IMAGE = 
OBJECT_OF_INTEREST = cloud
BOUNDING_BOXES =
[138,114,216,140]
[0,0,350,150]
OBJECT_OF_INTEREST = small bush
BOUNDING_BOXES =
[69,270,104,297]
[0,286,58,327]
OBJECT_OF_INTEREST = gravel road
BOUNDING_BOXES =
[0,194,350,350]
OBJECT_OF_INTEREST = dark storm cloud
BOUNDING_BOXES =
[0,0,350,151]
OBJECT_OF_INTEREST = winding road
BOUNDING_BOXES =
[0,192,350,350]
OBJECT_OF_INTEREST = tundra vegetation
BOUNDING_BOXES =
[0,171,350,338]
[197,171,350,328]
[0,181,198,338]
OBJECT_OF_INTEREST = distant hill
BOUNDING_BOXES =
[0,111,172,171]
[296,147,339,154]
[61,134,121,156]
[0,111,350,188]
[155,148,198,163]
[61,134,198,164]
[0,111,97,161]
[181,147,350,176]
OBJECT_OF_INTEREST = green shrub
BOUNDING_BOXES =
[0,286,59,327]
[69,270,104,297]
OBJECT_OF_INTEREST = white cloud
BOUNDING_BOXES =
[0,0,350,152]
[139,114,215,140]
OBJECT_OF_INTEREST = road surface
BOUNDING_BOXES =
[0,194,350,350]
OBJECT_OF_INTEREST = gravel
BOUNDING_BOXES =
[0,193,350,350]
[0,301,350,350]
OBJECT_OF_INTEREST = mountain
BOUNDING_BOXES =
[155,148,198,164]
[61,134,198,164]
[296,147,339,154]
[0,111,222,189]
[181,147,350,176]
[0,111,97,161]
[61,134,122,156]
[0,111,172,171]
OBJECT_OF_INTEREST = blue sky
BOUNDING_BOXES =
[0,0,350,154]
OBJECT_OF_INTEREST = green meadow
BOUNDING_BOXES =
==*==
TO DO:
Reproduce everything from the line containing "OBJECT_OF_INTEREST = mountain" down to the end of the records, keeping every line unchanged.

WRITTEN ANSWER:
OBJECT_OF_INTEREST = mountain
BOUNDING_BOXES =
[155,148,198,164]
[61,134,198,164]
[296,147,339,154]
[0,111,222,189]
[181,147,350,176]
[0,111,97,161]
[61,134,122,156]
[0,111,172,171]
OBJECT_OF_INTEREST = blue sky
BOUNDING_BOXES =
[0,0,350,154]
OBJECT_OF_INTEREST = green meadow
BOUNDING_BOXES =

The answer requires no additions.